TO DO — Beginning at the line containing "Expected output: for each instance of the white plastic", print every line until the records end, keeping each exactly as it is.

Point localization data —
- - - - -
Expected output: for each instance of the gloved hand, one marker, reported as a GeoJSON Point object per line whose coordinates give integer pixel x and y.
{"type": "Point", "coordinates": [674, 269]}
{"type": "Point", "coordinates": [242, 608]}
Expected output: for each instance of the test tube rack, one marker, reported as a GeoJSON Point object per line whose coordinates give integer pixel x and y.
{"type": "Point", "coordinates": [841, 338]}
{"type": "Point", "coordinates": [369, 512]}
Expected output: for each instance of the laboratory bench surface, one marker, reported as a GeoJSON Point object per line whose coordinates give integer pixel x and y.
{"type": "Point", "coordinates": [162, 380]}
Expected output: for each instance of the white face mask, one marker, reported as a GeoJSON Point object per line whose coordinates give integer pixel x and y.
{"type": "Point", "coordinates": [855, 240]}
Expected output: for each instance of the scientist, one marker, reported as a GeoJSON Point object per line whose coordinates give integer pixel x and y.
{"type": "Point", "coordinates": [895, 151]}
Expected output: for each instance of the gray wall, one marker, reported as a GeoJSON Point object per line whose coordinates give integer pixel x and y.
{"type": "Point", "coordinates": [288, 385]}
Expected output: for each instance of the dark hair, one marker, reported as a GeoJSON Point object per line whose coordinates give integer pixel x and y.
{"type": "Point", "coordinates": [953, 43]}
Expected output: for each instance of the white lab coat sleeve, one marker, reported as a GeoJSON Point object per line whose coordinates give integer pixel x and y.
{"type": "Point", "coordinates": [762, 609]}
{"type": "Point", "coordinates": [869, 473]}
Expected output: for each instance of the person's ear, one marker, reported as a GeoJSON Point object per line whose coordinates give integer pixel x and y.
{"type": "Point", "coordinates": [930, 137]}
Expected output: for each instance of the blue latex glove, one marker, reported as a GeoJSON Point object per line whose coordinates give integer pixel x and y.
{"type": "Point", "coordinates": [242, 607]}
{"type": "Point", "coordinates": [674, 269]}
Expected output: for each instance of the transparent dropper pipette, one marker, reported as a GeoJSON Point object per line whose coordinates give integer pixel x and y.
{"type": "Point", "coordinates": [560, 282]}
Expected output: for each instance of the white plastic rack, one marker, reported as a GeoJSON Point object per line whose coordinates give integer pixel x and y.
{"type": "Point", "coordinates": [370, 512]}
- - - - -
ANSWER TO THE EXERCISE —
Expected output: for each instance of the white plastic rack, one marker, reported as a GeoJSON Point object per line whose coordinates give integer pixel x and y.
{"type": "Point", "coordinates": [370, 512]}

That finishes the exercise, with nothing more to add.